## Text segment
"""

Blocking devices and delivery systems, for occlusion of the natural venous, egress toward the coronary sinus, thus redirecting oxygenated blood retrograde in the vein toward the area of myocardial ischemia (retroperfusion). The devices used in the original clinical series were self-expanding covered stents, delivered much like an embolization coil (Fig. 22.4A). In a later clinical series, a balloon-expandable system, the Vetour (TransVascular, Inc.), was employed. This device consisted of a stainless steel stent structure partially covered by expanded polytetrafluoroethylene (ePTFE), with a cell size chosen to promote thrombotic occlusion. After stent deployment, as the balloon is retracted, a self-contracting
nitinol tip cinches down the ePTFE covering to effect total occlusion of the vessel (Fig. 22.4B).
Anastomotic connectors, designed for delivery over the TransAccess-placed 0.014-inch guidewire and used to secure a permanent connection between the vessels. The majority of PICVA cases were completed with the delivery of a self-expanding system (TransVascular, Inc.) designed specifically for coronary artery-vein anastomosis (Fig. 22.5), but in one case, a Jostent covered stent (Abbott Laboratories, Redwood City, California) was employed. Although the delivery aspects of the Jostent are challenging, the covered nature of the device obviates the need for a blocker.
In addition to these novel devices, standard angioplasty guides, guidewires, and percutaneous transluminal coronary angioplasty (PTCA) balloon catheters are used in the PICVA procedure.

"""

## Input data
"""

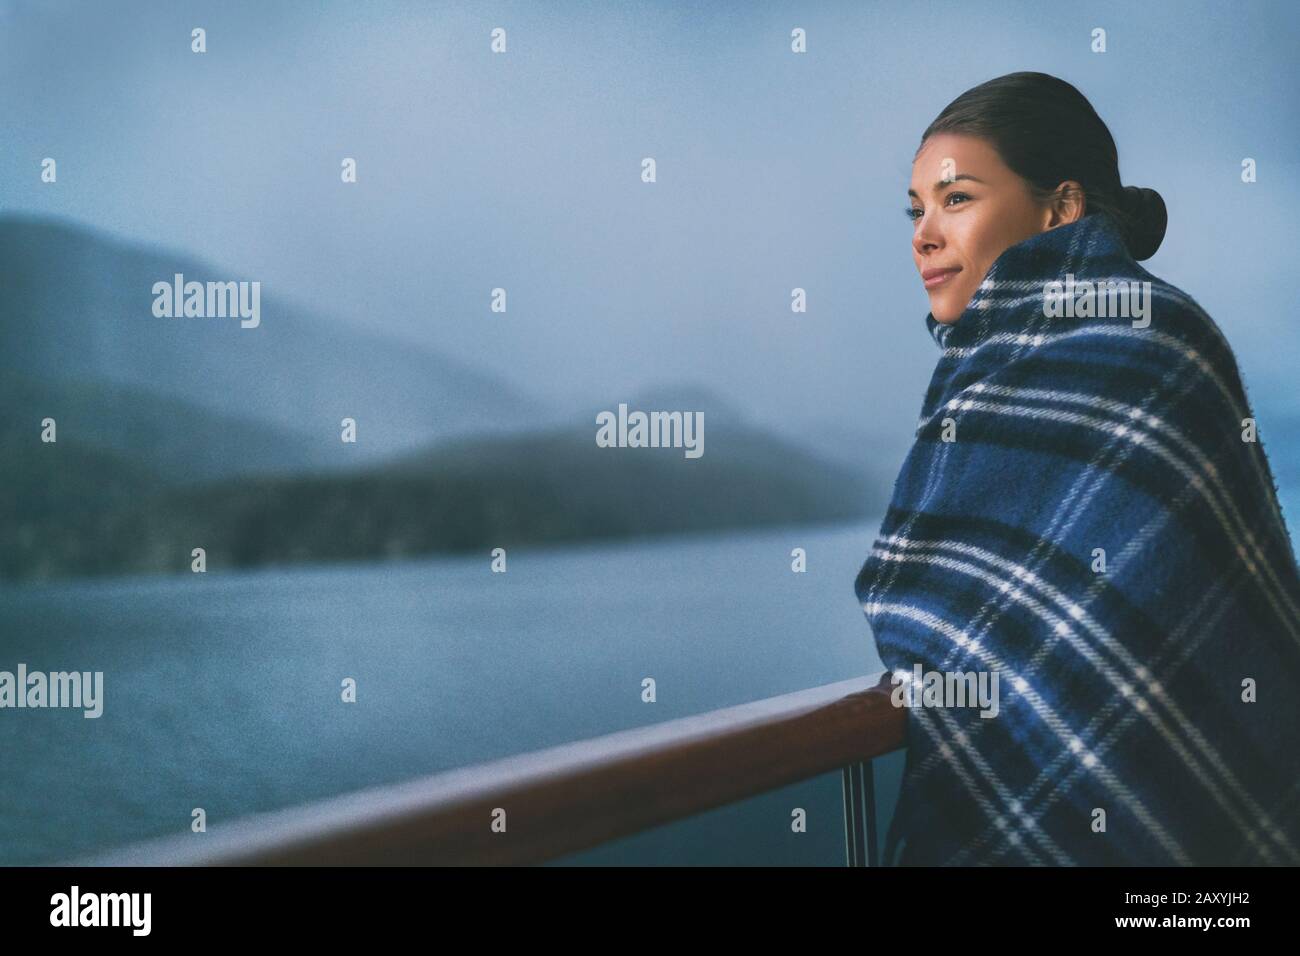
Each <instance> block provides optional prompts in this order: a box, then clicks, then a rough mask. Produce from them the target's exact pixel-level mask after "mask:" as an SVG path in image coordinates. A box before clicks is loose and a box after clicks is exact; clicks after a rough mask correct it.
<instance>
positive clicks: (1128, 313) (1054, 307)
mask: <svg viewBox="0 0 1300 956" xmlns="http://www.w3.org/2000/svg"><path fill="white" fill-rule="evenodd" d="M1043 315H1045V316H1047V317H1048V319H1061V317H1066V319H1074V317H1079V319H1088V317H1095V319H1132V320H1134V324H1132V325H1134V328H1135V329H1145V328H1147V326H1148V325H1151V282H1130V281H1128V280H1123V278H1121V280H1113V278H1106V280H1097V281H1091V280H1087V278H1084V280H1079V281H1078V282H1075V281H1074V273H1073V272H1067V273H1066V274H1065V282H1061V281H1060V280H1053V281H1052V282H1044V284H1043Z"/></svg>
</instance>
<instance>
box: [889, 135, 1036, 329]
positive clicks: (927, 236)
mask: <svg viewBox="0 0 1300 956" xmlns="http://www.w3.org/2000/svg"><path fill="white" fill-rule="evenodd" d="M907 195H909V196H910V198H911V209H910V212H909V216H911V219H913V235H911V256H913V259H914V260H915V263H917V271H918V272H919V273H920V277H922V281H923V282H924V286H926V293H927V294H928V295H930V311H931V315H933V316H935V319H936V320H937V321H941V323H954V321H957V319H958V317H959V316H961V313H962V312H963V311H966V306H967V304H970V300H971V295H974V294H975V290H976V289H978V287H979V284H980V282H982V281H983V280H984V274H985V273H987V272H988V267H989V265H992V264H993V260H995V259H997V256H998V255H1001V252H1002V251H1004V250H1006V248H1009V247H1011V246H1014V245H1015V243H1018V242H1021V241H1023V239H1027V238H1030V237H1031V235H1035V234H1037V233H1041V232H1044V230H1047V229H1049V228H1052V225H1061V222H1058V221H1056V216H1054V215H1053V211H1052V208H1050V207H1049V206H1044V204H1040V203H1037V202H1036V200H1035V199H1034V196H1032V194H1031V193H1030V186H1028V183H1027V182H1026V181H1024V179H1022V178H1021V177H1019V176H1018V174H1015V173H1014V172H1011V170H1010V169H1009V168H1008V166H1006V164H1005V163H1002V159H1001V157H1000V156H998V155H997V150H995V148H993V146H992V144H989V143H988V142H987V140H984V139H979V138H976V137H969V135H958V134H953V133H936V134H935V135H932V137H931V138H930V139H927V140H926V142H924V143H923V144H922V147H920V152H918V153H917V159H915V160H914V161H913V164H911V187H910V189H909V190H907Z"/></svg>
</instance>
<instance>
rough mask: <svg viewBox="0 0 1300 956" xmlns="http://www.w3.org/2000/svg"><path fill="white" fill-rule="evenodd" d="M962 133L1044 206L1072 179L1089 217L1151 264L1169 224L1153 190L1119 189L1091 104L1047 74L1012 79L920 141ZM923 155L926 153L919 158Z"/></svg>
mask: <svg viewBox="0 0 1300 956" xmlns="http://www.w3.org/2000/svg"><path fill="white" fill-rule="evenodd" d="M936 133H957V134H966V135H972V137H980V138H982V139H987V140H988V142H989V143H992V144H993V147H995V148H996V150H997V152H998V155H1000V156H1001V157H1002V161H1004V163H1005V164H1006V165H1008V166H1009V168H1010V169H1011V170H1013V172H1015V173H1017V174H1018V176H1019V177H1021V178H1023V179H1026V181H1027V182H1028V183H1030V187H1031V190H1032V193H1034V195H1035V196H1036V198H1037V199H1040V200H1044V199H1047V198H1048V196H1049V195H1050V194H1052V193H1054V191H1056V189H1057V186H1060V185H1061V183H1062V182H1065V181H1066V179H1074V181H1075V182H1078V183H1079V185H1080V186H1082V187H1083V193H1084V215H1086V216H1091V215H1095V213H1105V215H1108V216H1110V219H1112V220H1114V222H1115V225H1117V226H1118V228H1119V233H1121V235H1122V237H1123V241H1125V246H1126V247H1127V248H1128V254H1130V255H1131V256H1132V258H1134V259H1149V258H1151V256H1153V255H1154V254H1156V250H1157V248H1160V243H1161V241H1162V239H1164V238H1165V226H1166V225H1167V221H1169V216H1167V212H1166V209H1165V200H1164V199H1161V196H1160V193H1157V191H1156V190H1153V189H1140V187H1138V186H1122V185H1121V183H1119V153H1118V151H1117V150H1115V140H1114V138H1112V135H1110V130H1108V129H1106V124H1104V122H1102V121H1101V117H1100V116H1097V111H1095V109H1093V108H1092V104H1091V103H1088V100H1087V98H1086V96H1084V95H1083V94H1082V92H1079V91H1078V90H1075V88H1074V87H1073V86H1070V85H1069V83H1067V82H1065V81H1063V79H1058V78H1057V77H1052V75H1048V74H1047V73H1008V74H1006V75H1005V77H997V78H996V79H991V81H988V82H987V83H980V85H979V86H975V87H971V88H970V90H967V91H966V92H963V94H962V95H961V96H958V98H957V99H956V100H953V101H952V103H949V104H948V105H946V107H944V112H941V113H940V114H939V116H937V117H935V121H933V122H932V124H930V126H928V127H927V129H926V131H924V134H923V135H922V137H920V142H922V144H924V143H926V140H927V139H930V137H932V135H933V134H936ZM918 152H919V150H918Z"/></svg>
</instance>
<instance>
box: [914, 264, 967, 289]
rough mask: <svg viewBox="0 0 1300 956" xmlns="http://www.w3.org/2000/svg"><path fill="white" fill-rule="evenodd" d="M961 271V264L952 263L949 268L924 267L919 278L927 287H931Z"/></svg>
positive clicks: (943, 281)
mask: <svg viewBox="0 0 1300 956" xmlns="http://www.w3.org/2000/svg"><path fill="white" fill-rule="evenodd" d="M961 271H962V267H961V265H954V267H952V268H950V269H926V271H924V272H923V273H920V278H922V281H923V282H924V284H926V287H927V289H933V287H935V286H940V285H943V284H944V282H946V281H948V280H950V278H952V277H953V276H956V274H957V273H958V272H961Z"/></svg>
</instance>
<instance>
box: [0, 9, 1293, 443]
mask: <svg viewBox="0 0 1300 956" xmlns="http://www.w3.org/2000/svg"><path fill="white" fill-rule="evenodd" d="M196 26H201V27H204V29H205V30H207V46H208V52H207V53H203V55H196V53H192V52H191V51H190V31H191V29H192V27H196ZM498 26H499V27H503V29H504V30H506V31H507V47H508V52H507V53H504V55H494V53H493V52H491V51H490V46H489V44H490V31H491V30H493V27H498ZM1096 26H1101V27H1105V29H1106V31H1108V52H1105V53H1093V52H1091V49H1089V43H1091V36H1089V34H1091V30H1092V29H1093V27H1096ZM793 27H803V29H805V30H806V31H807V38H809V40H807V43H809V52H807V53H806V55H794V53H792V52H790V48H789V44H790V30H792V29H793ZM1297 48H1300V4H1294V3H1278V4H1271V5H1270V4H1255V3H1243V4H1230V5H1223V4H1214V5H1210V4H1206V5H1201V4H1193V3H1177V4H1174V3H1167V4H1141V5H1140V7H1135V5H1132V4H1130V3H1115V4H1106V3H1091V4H1078V3H1060V4H1057V3H1043V1H1041V0H1035V1H1032V3H1023V4H996V5H995V4H989V5H987V7H985V5H983V4H979V3H972V1H971V0H965V1H963V3H953V4H943V3H933V4H927V3H892V4H861V3H845V4H831V3H827V4H794V3H766V4H735V5H729V4H724V3H705V1H703V0H699V1H698V3H679V4H634V3H630V1H629V3H589V4H578V3H563V1H560V0H549V1H547V3H519V4H494V3H473V4H416V3H411V4H399V3H359V1H357V3H338V4H324V3H294V4H289V3H274V1H273V0H253V1H251V3H238V1H235V0H220V3H217V1H213V3H187V1H185V0H166V1H165V3H164V1H161V0H159V1H156V3H130V1H127V0H113V3H100V1H92V3H91V1H87V3H51V1H49V0H40V1H39V3H36V1H35V0H32V1H30V3H23V1H14V0H0V111H3V113H0V130H3V138H0V206H3V207H4V209H6V211H12V209H21V211H27V212H38V213H49V215H59V216H65V217H69V219H72V220H75V221H78V222H83V224H87V225H90V226H95V228H99V229H103V230H107V232H109V233H112V234H116V235H120V237H123V238H129V239H135V241H142V242H148V243H157V245H162V246H168V247H173V248H175V250H179V251H183V252H186V254H192V255H198V256H200V258H203V259H204V260H207V261H208V263H211V264H213V267H216V268H217V271H218V272H220V273H221V276H220V277H227V278H250V280H260V281H261V282H263V289H264V294H265V295H268V297H269V295H279V297H282V298H290V299H294V300H298V302H300V303H302V304H305V306H309V307H313V308H316V310H318V311H320V312H322V313H328V315H329V316H333V317H335V319H337V320H338V321H343V323H348V324H351V325H355V326H359V328H361V329H367V330H373V332H374V333H377V334H380V333H382V334H387V336H394V337H400V338H404V339H409V341H412V342H416V343H420V345H422V346H426V347H429V349H434V350H441V351H443V352H447V354H450V355H452V356H455V358H458V359H461V360H464V362H471V363H474V364H477V365H480V367H484V368H486V369H487V371H491V372H495V373H498V375H502V376H506V377H508V378H510V380H511V381H513V382H517V384H519V385H521V386H524V388H526V389H530V390H533V392H536V393H538V394H541V395H543V397H563V398H572V397H575V395H581V394H588V395H591V397H595V398H598V399H606V398H608V401H619V399H620V397H625V395H628V394H630V393H633V392H634V390H636V389H638V388H641V386H642V385H646V384H650V382H656V381H677V380H690V381H699V382H705V384H708V385H711V386H714V388H716V389H718V390H719V392H720V393H723V394H724V395H727V397H728V398H731V399H732V401H735V402H736V403H737V405H740V406H741V407H744V408H746V410H748V411H749V412H750V414H753V415H754V416H757V418H759V419H772V420H783V421H789V420H797V419H803V418H810V416H826V418H828V419H835V420H837V421H848V423H852V421H861V420H863V419H866V418H872V419H876V420H884V421H897V423H898V427H900V428H902V429H904V431H907V432H910V428H911V425H913V423H914V420H915V415H917V411H918V410H919V407H920V401H922V392H923V389H924V385H926V382H927V381H928V377H930V373H931V371H932V367H933V363H935V362H936V359H937V355H939V354H937V349H936V346H935V345H933V342H932V341H931V339H930V337H928V336H927V334H926V330H924V326H923V317H924V315H926V311H927V302H926V297H924V294H923V290H922V286H920V282H919V280H918V277H917V274H915V269H914V267H913V264H911V258H910V252H909V238H910V225H909V224H907V221H906V220H905V217H904V215H902V212H901V211H902V208H904V207H905V206H906V196H905V191H906V187H907V178H909V173H910V160H911V156H913V153H914V151H915V147H917V144H918V139H919V135H920V133H922V130H923V129H924V127H926V125H927V124H928V122H930V121H931V120H932V118H933V117H935V114H936V113H937V112H939V111H940V109H941V108H943V107H944V105H945V104H946V103H948V101H949V100H952V99H953V98H954V96H957V95H958V94H959V92H962V91H963V90H966V88H967V87H970V86H974V85H975V83H979V82H982V81H984V79H988V78H991V77H993V75H998V74H1002V73H1009V72H1013V70H1019V69H1036V70H1044V72H1049V73H1054V74H1057V75H1061V77H1063V78H1065V79H1069V81H1070V82H1073V83H1074V85H1076V86H1078V87H1079V88H1080V90H1082V91H1083V92H1084V94H1086V95H1087V96H1088V98H1089V99H1091V100H1092V103H1093V104H1095V107H1096V108H1097V111H1099V112H1100V114H1101V117H1102V118H1104V120H1105V121H1106V122H1108V124H1109V126H1110V129H1112V131H1113V134H1114V137H1115V140H1117V143H1118V144H1119V155H1121V174H1122V177H1123V179H1125V182H1126V183H1132V185H1143V186H1153V187H1156V189H1158V190H1160V191H1161V193H1162V195H1164V196H1165V199H1166V203H1167V206H1169V209H1170V228H1169V234H1167V237H1166V241H1165V245H1164V247H1162V248H1161V251H1160V252H1158V254H1157V255H1156V256H1154V258H1153V259H1152V260H1149V261H1148V263H1145V265H1147V267H1148V268H1149V269H1151V271H1152V272H1154V273H1156V274H1158V276H1161V277H1164V278H1167V280H1169V281H1171V282H1174V284H1175V285H1178V286H1180V287H1183V289H1184V290H1186V291H1188V293H1190V294H1191V295H1192V297H1193V298H1196V299H1197V300H1200V302H1201V303H1203V304H1204V306H1205V307H1206V308H1208V310H1209V312H1210V313H1212V315H1213V316H1214V317H1216V319H1217V320H1218V323H1219V324H1221V325H1222V326H1223V329H1225V330H1226V333H1227V336H1229V338H1230V341H1231V342H1232V343H1234V345H1235V346H1236V349H1238V351H1239V355H1240V360H1242V365H1243V371H1244V373H1245V377H1247V384H1248V386H1251V394H1252V398H1253V399H1255V401H1256V402H1258V403H1261V405H1266V403H1270V402H1281V401H1282V399H1283V398H1287V399H1290V397H1291V395H1294V394H1295V393H1296V392H1297V389H1296V388H1295V385H1294V377H1295V372H1296V367H1297V356H1300V347H1297V346H1296V341H1297V339H1296V333H1295V330H1294V328H1292V326H1294V324H1295V323H1296V315H1297V308H1296V298H1297V297H1296V290H1295V272H1296V267H1295V260H1296V256H1295V239H1296V235H1297V229H1296V215H1297V209H1300V204H1297V203H1296V191H1295V190H1296V183H1297V181H1300V176H1297V173H1300V169H1297V161H1296V156H1297V144H1300V143H1297V140H1300V122H1297V120H1300V116H1297V105H1296V99H1297V92H1300V82H1297V81H1300V77H1297V73H1300V66H1297V62H1300V57H1297V56H1296V49H1297ZM45 156H52V157H55V159H56V160H57V163H59V182H57V183H56V185H52V186H51V185H43V183H42V182H40V179H39V174H40V160H42V159H43V157H45ZM346 156H350V157H355V159H356V160H357V164H359V165H357V172H359V177H357V178H359V181H357V183H356V185H343V183H342V182H341V179H339V163H341V160H342V159H343V157H346ZM645 156H653V157H654V159H655V160H656V163H658V182H656V183H654V185H646V183H642V182H641V178H640V172H641V160H642V157H645ZM1247 156H1249V157H1253V159H1256V161H1257V164H1258V182H1256V183H1253V185H1243V183H1242V182H1240V174H1239V173H1240V161H1242V159H1243V157H1247ZM495 286H503V287H506V289H507V293H508V312H507V313H506V315H498V313H493V312H490V311H489V293H490V290H491V289H493V287H495ZM796 286H802V287H805V289H806V290H807V295H809V312H807V313H806V315H793V313H792V312H790V308H789V295H790V290H792V289H793V287H796ZM86 320H87V321H92V320H94V317H92V316H87V319H86ZM264 321H273V317H272V316H266V317H265V319H264ZM1264 428H1265V429H1266V428H1268V425H1266V424H1265V425H1264ZM1265 433H1266V432H1265ZM1275 440H1278V438H1275Z"/></svg>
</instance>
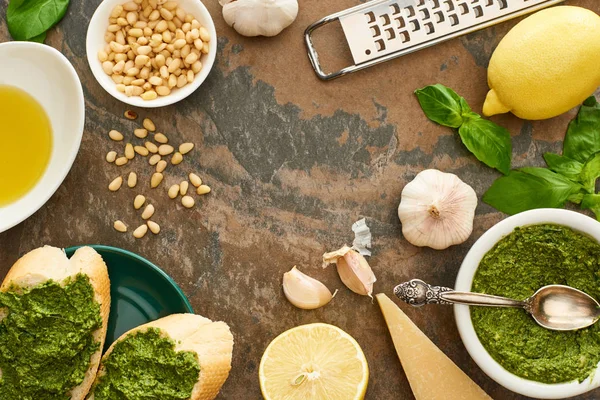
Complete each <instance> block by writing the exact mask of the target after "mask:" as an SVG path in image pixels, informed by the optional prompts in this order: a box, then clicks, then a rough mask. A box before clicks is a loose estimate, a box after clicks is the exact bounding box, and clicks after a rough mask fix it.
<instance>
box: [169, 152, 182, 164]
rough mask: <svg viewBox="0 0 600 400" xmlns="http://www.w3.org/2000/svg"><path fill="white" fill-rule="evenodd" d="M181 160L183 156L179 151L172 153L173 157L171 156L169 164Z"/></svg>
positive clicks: (179, 160) (180, 161)
mask: <svg viewBox="0 0 600 400" xmlns="http://www.w3.org/2000/svg"><path fill="white" fill-rule="evenodd" d="M182 161H183V156H182V155H181V153H180V152H176V153H175V154H173V157H171V164H173V165H177V164H179V163H181V162H182Z"/></svg>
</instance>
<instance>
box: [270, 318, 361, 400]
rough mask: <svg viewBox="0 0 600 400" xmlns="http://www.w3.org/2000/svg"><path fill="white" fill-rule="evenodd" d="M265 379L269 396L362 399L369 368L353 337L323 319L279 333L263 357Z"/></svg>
mask: <svg viewBox="0 0 600 400" xmlns="http://www.w3.org/2000/svg"><path fill="white" fill-rule="evenodd" d="M259 379H260V389H261V390H262V394H263V396H264V398H265V399H266V400H295V399H298V400H308V399H311V400H321V399H323V400H325V399H327V400H352V399H354V400H362V399H363V398H364V396H365V392H366V390H367V384H368V382H369V366H368V365H367V359H366V358H365V355H364V354H363V352H362V350H361V348H360V346H359V344H358V343H357V342H356V340H354V338H353V337H352V336H350V335H348V334H347V333H346V332H344V331H343V330H341V329H340V328H338V327H335V326H333V325H328V324H321V323H317V324H309V325H301V326H298V327H296V328H293V329H290V330H288V331H285V332H283V333H282V334H281V335H279V336H277V337H276V338H275V339H274V340H273V341H272V342H271V344H269V347H267V350H265V353H264V354H263V357H262V360H261V361H260V368H259Z"/></svg>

"""

## Task directions
Set down the stretch of the PICVA devices text from "Anastomotic connectors, designed" through "for a blocker.", copying it word for word.

## Solution to this task
Anastomotic connectors, designed for delivery over the TransAccess-placed 0.014-inch guidewire and used to secure a permanent connection between the vessels. The majority of PICVA cases were completed with the delivery of a self-expanding system (TransVascular, Inc.) designed specifically for coronary artery-vein anastomosis (Fig. 22.5), but in one case, a Jostent covered stent (Abbott Laboratories, Redwood City, California) was employed. Although the delivery aspects of the Jostent are challenging, the covered nature of the device obviates the need for a blocker.